Text to read
——

Access Reviews

Article 1: What is an Access Review?

Overview

An access review (also called a certification) is a structured process where your organisation periodically checks that every employee's app access is still appropriate — and formally records that decision.

The core question an access review answers is: does this person still need this access, and is their level of access still correct?

Why organisations do access reviews

Access creeps. Over time, employees accumulate access to tools they no longer use, inherit permissions from previous roles, or retain access after moving teams or leaving the company entirely.

Left unchecked, this creates real risk — both security risk (unnecessary access is a breach vector) and compliance risk (most security frameworks, including ISO 27001 and SOC 2, require you to prove you review access regularly).

Access reviews give you a defensible, documented answer to the question auditors and security teams ask: how do you know that only the right people have access to your systems?

How Ploy's access review process works

Ploy structures access reviews around five stages:

  1. Campaign — you define what should be reviewed, who should review it, and how often. Think of a campaign as a standing instruction: "every quarter, review all admin access to our finance tools."

  2. Cycle — when a review is due, Ploy generates a cycle from the campaign. A cycle is the live instance of the review: it has a specific start date, due date, and a snapshot of all the access that needs to be certified.

  3. Review — within a cycle, each application being reviewed gets its own review. Reviewers are assigned to specific accounts and work through their list, making a decision on each one.

  4. Outcome — for each account, the reviewer records a decision: the access is appropriate, it should be removed, it needs adjustment, or it's out of scope. Decisions requiring action trigger a remediation step.

——

Supplied entries
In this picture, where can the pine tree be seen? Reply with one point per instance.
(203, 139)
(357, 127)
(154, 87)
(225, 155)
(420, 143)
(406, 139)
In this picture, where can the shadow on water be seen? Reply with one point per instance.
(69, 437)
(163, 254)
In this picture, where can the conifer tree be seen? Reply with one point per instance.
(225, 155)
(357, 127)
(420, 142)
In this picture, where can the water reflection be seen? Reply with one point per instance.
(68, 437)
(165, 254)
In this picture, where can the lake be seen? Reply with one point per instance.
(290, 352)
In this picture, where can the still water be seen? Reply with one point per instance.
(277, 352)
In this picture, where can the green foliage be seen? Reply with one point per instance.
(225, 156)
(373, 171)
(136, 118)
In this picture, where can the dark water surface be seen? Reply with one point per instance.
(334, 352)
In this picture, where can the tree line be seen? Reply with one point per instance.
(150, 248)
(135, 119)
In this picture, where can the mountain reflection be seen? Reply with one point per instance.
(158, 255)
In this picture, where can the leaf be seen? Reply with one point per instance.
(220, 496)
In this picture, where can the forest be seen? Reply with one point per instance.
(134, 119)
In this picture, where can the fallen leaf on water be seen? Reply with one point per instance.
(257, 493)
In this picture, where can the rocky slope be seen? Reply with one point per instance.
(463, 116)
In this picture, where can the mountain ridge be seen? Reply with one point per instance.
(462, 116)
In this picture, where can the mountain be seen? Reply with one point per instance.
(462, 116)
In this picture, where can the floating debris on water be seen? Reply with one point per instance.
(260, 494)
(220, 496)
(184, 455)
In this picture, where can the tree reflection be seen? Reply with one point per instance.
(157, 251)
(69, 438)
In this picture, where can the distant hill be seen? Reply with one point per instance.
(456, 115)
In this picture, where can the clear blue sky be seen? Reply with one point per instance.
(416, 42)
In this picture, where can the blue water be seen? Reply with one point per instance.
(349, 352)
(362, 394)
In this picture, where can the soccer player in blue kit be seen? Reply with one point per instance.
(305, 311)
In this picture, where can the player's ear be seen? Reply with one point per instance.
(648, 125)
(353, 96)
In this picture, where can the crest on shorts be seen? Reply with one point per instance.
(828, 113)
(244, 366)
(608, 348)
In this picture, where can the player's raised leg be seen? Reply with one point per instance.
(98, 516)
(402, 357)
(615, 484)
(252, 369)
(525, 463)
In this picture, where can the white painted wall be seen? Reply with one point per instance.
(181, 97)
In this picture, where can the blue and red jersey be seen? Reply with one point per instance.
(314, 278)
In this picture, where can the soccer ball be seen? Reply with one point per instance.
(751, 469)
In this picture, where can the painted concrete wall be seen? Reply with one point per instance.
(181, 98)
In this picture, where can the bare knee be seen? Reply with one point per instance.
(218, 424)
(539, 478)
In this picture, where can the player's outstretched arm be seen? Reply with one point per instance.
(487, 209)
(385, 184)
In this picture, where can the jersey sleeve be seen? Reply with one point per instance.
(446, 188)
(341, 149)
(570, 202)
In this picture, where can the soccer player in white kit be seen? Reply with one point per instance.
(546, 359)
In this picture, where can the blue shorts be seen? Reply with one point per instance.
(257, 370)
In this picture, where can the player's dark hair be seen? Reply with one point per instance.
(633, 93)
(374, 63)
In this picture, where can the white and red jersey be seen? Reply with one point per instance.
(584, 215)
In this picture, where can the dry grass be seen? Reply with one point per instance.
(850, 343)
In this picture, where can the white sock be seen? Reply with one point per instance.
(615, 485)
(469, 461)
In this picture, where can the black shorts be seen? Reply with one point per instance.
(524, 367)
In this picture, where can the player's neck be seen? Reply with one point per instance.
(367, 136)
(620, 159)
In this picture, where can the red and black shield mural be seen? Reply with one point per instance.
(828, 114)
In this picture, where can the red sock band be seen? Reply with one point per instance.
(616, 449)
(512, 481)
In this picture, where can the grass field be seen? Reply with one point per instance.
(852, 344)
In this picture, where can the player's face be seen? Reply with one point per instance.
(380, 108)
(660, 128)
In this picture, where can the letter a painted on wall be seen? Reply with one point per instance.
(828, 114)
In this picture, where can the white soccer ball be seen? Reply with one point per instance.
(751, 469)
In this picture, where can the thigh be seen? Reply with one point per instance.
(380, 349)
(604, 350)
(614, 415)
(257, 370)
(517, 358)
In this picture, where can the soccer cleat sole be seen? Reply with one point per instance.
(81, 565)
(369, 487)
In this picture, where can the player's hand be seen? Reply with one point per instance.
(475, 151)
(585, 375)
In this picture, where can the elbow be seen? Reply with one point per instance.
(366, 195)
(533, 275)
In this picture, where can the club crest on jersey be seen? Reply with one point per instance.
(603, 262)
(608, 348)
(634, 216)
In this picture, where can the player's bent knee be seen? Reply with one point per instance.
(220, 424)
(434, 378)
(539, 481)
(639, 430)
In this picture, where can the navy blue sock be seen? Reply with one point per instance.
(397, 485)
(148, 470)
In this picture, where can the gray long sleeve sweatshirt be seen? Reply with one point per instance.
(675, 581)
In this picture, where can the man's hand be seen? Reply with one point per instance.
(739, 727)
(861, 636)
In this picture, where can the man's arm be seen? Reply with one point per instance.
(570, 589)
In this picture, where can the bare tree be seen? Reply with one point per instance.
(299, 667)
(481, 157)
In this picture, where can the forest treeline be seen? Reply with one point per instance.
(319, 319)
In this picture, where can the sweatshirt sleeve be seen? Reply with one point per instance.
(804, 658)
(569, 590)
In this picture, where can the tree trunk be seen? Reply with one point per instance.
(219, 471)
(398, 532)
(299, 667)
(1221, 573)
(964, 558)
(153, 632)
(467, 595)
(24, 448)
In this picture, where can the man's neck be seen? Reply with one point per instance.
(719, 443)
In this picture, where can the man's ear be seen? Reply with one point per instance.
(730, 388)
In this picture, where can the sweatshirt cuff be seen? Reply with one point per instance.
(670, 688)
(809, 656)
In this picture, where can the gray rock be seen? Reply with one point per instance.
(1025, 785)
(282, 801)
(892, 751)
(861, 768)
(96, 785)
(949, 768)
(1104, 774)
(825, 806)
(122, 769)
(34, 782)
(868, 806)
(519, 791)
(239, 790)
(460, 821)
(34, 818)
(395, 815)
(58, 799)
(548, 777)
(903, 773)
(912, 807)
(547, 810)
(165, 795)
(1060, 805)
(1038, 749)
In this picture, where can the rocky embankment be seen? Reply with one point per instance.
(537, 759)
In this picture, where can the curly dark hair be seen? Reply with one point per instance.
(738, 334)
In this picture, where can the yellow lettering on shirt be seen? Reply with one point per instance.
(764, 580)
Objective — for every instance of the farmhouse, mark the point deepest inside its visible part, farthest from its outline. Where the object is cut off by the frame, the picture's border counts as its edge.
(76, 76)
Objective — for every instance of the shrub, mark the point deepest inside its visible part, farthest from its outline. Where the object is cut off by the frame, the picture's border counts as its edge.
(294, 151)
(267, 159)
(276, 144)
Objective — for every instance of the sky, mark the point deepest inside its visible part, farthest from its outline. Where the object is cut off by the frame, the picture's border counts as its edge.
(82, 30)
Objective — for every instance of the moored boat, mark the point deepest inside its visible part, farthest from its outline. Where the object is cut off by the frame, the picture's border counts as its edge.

——

Task 1
Answer these questions using the access review article.
(a) What other name does it give for an access review?
(b) Which two security frameworks does it name?
(c) Around how many stages does Ploy structure access reviews?
Task 2
In the access review article, rename "Reviewers" to "Approvers" and write out the passage from "3. Review —" up to and including "on each one.".
Task 3
Go on with the access review article from the point where it ends.
The rows play no part in what is asked here.

Result 1
(a) A certification.
(b) ISO 27001 and SOC 2.
(c) Five.

Result 2
3. Review — within a cycle, each application being reviewed gets its own review. Approvers are assigned to specific accounts and work through their list, making a decision on each one.

Result 3
  5. Approval & attestation — once reviewer decisions are in, an approver certifies the review. This creates a formal attestation record — capturing who approved, when, and from which IP address — which is what auditors will inspect.

Key terminology

Term

What it means

Campaign

A reusable template that defines scope, schedule, and reviewer assignment for a recurring review

Cycle

A single run of a campaign — the live review with a due date and assigned reviewers

Review

The per-application or per-resource review within a cycle

Account

An individual employee's account in a specific application, being reviewed

Account set

A group of accounts assigned to a specific reviewer within a review

Attestation

The formal approval step where a certified record is created

Remediation

The follow-up action when access is marked as inappropriate — removing or adjusting it

Luna

Ploy's AI layer that generates recommendations to help reviewers decide faster

Who is involved

  • Admins (your IT or security team) configure campaigns, oversee cycles, and approve completed reviews. They work in the Ploy admin dashboard.

  • Reviewers (typically managers, team leads, or resource owners) make decisions on the accounts assigned to them. They work in the Ploy employee portal — a separate, dedicated interface.

  • Approvers (often IT admins or a security lead) formally certify that a completed review is accurate before it's closed. This step creates the audit record.

What Ploy captures for compliance

Every completed access review in Ploy produces:

  • A full decision record for every account reviewed (who decided, what they decided, when, and any notes)

  • Immutable snapshots of the employee's department, job title, MFA status, and access details at the time of the review

  • Evidence files attached by reviewers

  • An attestation record capturing the approver's identity, timestamp, and IP address

  • A downloadable compliance certificate (PDF) with a cryptographic hash for tamper verification

  • A complete audit trail of every change made during the cycle

This is the evidence package you hand to an auditor.

Was this helpful?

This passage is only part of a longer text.